INSTRUCTIONS TO FOLLOW. Add -84 to every coordinate value in the answers within the part of the listing below that opens with the line containing "Expected: for each instance of the red wilson" and closes with the line containing "x=807 y=329". Write out that whole part again, including its request lines, with the changed coordinates.

EXERCISE MATERIAL.
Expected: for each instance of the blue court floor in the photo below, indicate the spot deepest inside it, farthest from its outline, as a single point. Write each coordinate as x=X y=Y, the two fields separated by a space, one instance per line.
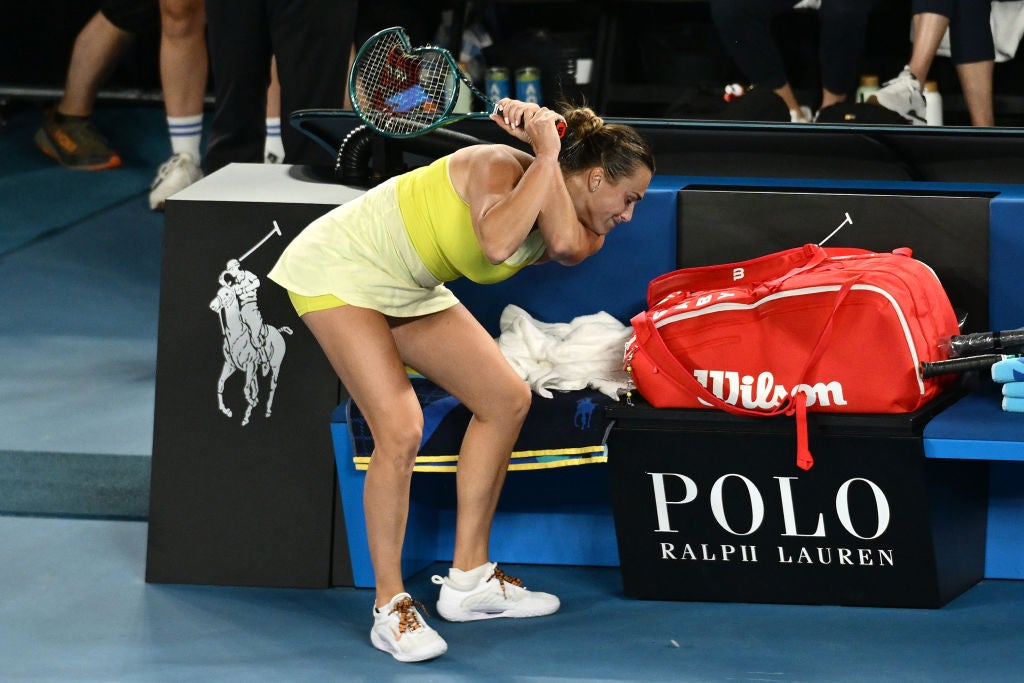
x=79 y=290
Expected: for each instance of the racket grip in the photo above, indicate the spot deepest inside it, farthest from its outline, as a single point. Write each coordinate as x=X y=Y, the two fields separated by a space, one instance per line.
x=559 y=125
x=956 y=366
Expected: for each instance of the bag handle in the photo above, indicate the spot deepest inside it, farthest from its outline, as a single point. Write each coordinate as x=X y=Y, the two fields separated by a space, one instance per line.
x=757 y=271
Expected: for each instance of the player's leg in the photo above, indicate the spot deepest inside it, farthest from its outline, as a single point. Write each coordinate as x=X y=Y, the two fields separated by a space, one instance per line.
x=455 y=351
x=360 y=348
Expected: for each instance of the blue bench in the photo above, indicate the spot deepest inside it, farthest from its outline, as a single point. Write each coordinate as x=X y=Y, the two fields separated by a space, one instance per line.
x=537 y=522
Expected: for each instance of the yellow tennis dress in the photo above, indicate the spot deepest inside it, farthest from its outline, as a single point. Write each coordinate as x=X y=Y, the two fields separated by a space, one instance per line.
x=392 y=249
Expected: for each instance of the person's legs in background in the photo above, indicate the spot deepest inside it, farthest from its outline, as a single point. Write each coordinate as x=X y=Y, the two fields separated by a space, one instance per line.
x=183 y=70
x=69 y=134
x=311 y=32
x=239 y=43
x=844 y=32
x=973 y=53
x=744 y=28
x=273 y=148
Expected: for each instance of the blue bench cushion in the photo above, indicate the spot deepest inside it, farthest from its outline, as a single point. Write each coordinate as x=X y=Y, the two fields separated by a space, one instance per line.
x=976 y=428
x=569 y=428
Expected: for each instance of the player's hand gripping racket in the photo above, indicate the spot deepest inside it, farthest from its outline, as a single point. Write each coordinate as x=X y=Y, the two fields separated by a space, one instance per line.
x=401 y=91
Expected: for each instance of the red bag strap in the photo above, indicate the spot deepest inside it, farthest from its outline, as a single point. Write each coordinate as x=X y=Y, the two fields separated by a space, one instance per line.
x=755 y=271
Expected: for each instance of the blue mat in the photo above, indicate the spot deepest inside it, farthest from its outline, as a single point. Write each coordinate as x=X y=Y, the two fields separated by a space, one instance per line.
x=38 y=197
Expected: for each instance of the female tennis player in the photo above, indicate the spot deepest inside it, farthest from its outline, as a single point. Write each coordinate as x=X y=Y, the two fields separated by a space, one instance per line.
x=367 y=279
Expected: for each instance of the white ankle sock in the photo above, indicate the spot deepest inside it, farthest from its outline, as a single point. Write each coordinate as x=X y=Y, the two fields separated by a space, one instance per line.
x=273 y=145
x=186 y=134
x=464 y=581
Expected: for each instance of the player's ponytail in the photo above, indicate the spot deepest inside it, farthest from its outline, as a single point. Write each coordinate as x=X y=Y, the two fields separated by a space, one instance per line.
x=589 y=141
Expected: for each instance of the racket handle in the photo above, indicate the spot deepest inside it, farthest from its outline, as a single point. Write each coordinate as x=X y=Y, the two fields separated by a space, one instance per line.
x=559 y=125
x=956 y=366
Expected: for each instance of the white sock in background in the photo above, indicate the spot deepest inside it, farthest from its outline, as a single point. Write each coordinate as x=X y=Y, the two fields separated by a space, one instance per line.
x=273 y=148
x=186 y=133
x=464 y=581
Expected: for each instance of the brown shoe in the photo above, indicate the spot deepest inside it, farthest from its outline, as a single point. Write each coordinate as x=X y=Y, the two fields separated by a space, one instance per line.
x=75 y=142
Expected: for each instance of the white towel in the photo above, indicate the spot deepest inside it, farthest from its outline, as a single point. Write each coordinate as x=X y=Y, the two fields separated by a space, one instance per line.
x=584 y=352
x=1008 y=28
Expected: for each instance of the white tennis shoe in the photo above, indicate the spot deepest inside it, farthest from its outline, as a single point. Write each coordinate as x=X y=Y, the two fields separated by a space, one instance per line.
x=902 y=95
x=495 y=594
x=399 y=631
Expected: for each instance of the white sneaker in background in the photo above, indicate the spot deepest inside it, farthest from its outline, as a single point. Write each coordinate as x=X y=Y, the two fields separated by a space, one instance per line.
x=904 y=96
x=495 y=594
x=173 y=175
x=399 y=630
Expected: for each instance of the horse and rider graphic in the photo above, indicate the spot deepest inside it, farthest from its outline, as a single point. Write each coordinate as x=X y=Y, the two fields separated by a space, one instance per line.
x=250 y=346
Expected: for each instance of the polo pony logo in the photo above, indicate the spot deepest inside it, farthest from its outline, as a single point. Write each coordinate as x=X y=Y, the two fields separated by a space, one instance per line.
x=250 y=346
x=761 y=392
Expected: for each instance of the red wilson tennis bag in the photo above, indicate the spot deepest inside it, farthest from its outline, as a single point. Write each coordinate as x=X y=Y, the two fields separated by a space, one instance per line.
x=807 y=329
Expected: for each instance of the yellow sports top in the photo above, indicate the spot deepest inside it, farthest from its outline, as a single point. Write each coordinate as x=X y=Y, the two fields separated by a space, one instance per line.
x=441 y=230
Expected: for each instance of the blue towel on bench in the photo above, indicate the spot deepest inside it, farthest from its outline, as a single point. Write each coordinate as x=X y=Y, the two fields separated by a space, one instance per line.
x=1009 y=370
x=569 y=428
x=1014 y=389
x=1013 y=404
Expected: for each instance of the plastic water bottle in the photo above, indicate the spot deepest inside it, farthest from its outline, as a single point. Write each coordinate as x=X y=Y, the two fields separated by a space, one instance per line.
x=868 y=86
x=464 y=101
x=933 y=103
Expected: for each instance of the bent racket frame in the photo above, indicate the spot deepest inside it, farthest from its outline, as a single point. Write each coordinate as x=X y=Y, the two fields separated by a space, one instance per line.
x=402 y=91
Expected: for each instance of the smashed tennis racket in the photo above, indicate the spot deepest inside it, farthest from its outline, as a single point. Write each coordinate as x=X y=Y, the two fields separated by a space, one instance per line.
x=401 y=91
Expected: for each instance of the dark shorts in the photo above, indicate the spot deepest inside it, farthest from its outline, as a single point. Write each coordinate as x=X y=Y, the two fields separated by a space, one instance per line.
x=135 y=16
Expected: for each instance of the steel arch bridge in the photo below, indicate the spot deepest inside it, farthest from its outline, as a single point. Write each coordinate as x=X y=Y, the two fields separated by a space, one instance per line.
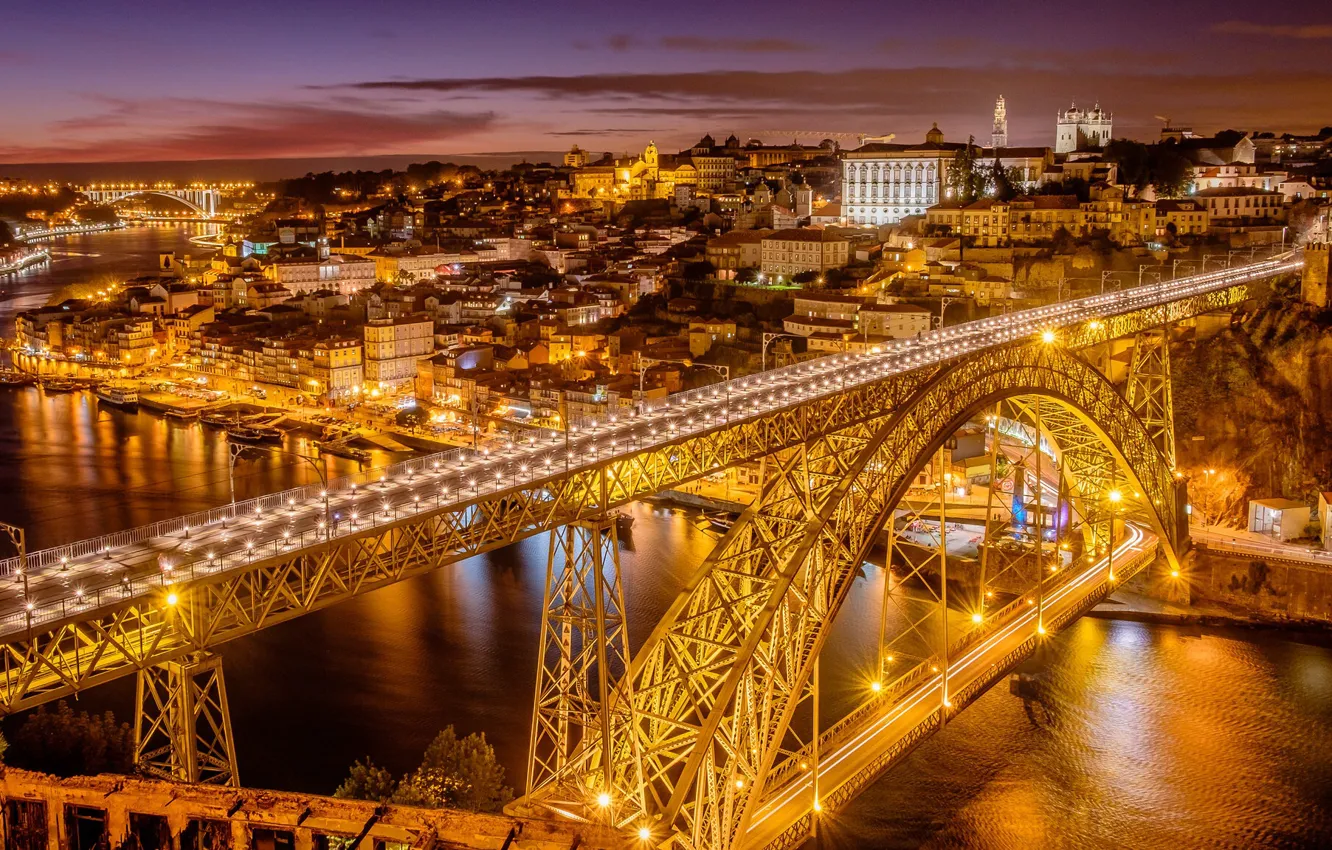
x=693 y=738
x=715 y=686
x=200 y=199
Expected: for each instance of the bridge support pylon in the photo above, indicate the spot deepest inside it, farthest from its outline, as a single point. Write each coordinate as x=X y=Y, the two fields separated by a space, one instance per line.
x=1148 y=389
x=183 y=724
x=581 y=722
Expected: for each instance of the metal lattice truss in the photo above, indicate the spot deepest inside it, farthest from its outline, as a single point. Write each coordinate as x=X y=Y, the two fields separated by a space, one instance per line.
x=183 y=728
x=717 y=682
x=85 y=648
x=581 y=666
x=1148 y=388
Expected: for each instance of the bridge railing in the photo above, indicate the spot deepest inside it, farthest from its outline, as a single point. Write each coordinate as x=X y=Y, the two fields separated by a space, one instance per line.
x=922 y=673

PROBLEM SOLUTION.
Expected: for each instance of the red wilson tennis bag in the photo above, indicate the spot deepest inside it, farthest from its outline, as a single point. Write each coordinate as x=X y=Y, the two fields separated by a space, one instance per line.
x=723 y=245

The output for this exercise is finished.